━━ MATERIAL PROVIDED

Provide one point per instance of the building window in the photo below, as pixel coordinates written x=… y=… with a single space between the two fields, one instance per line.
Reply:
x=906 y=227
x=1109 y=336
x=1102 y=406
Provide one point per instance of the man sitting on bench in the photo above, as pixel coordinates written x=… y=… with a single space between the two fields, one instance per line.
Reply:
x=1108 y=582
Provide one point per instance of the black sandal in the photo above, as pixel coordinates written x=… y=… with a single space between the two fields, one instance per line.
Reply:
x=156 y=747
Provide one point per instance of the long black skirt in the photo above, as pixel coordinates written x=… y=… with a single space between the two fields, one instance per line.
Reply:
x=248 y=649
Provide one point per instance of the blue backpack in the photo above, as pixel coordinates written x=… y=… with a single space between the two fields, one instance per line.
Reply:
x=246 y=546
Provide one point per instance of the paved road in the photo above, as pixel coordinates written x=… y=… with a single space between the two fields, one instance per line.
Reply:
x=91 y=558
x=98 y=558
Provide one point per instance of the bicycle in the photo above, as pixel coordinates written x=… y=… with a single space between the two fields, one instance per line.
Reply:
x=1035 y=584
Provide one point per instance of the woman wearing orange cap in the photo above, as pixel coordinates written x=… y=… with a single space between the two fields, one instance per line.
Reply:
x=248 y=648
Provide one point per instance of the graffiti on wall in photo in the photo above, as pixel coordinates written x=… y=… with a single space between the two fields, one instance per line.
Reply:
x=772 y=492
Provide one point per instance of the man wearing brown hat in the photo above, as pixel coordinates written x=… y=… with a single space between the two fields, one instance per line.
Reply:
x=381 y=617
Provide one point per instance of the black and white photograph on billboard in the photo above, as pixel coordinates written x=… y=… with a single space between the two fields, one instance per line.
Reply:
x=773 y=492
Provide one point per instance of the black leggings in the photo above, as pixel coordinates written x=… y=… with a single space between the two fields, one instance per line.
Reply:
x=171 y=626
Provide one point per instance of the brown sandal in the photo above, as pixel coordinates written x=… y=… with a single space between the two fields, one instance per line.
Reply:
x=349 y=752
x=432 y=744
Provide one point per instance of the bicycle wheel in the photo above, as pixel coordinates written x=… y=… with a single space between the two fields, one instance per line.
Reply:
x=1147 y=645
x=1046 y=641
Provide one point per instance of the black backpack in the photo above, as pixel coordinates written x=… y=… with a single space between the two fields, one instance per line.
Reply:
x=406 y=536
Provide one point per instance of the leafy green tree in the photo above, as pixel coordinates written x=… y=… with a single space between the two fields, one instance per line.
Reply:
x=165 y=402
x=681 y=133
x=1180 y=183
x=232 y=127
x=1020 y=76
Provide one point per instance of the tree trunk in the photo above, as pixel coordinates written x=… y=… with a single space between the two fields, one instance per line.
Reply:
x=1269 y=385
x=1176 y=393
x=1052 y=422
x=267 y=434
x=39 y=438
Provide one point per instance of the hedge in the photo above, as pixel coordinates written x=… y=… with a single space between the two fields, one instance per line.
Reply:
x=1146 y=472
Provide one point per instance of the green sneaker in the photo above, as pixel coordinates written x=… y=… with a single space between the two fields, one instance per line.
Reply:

━━━━

Rewrite the lines starting with the line containing "Provide one point per instance of the bicycle wheel" and going on through the line containing "x=1020 y=76", keeping every item's text. Shift each x and y coordinate in the answers by -37.

Provide one point per instance of the bicycle wheel in the photo above, as pixel coordinates written x=… y=… with a single space between the two fields, one instance per line.
Reply:
x=1110 y=608
x=1009 y=604
Provide one point per instance of the black backpack in the photo above, as pixel coordinates written x=… y=… with a single space between the two fields, one instance per line.
Reply:
x=369 y=499
Provide one point per instance of the leafy green tree in the photo above, as pixel coordinates written x=… y=… with a single space between the two fields, one instance per line.
Reply:
x=128 y=365
x=644 y=96
x=1143 y=146
x=195 y=90
x=983 y=39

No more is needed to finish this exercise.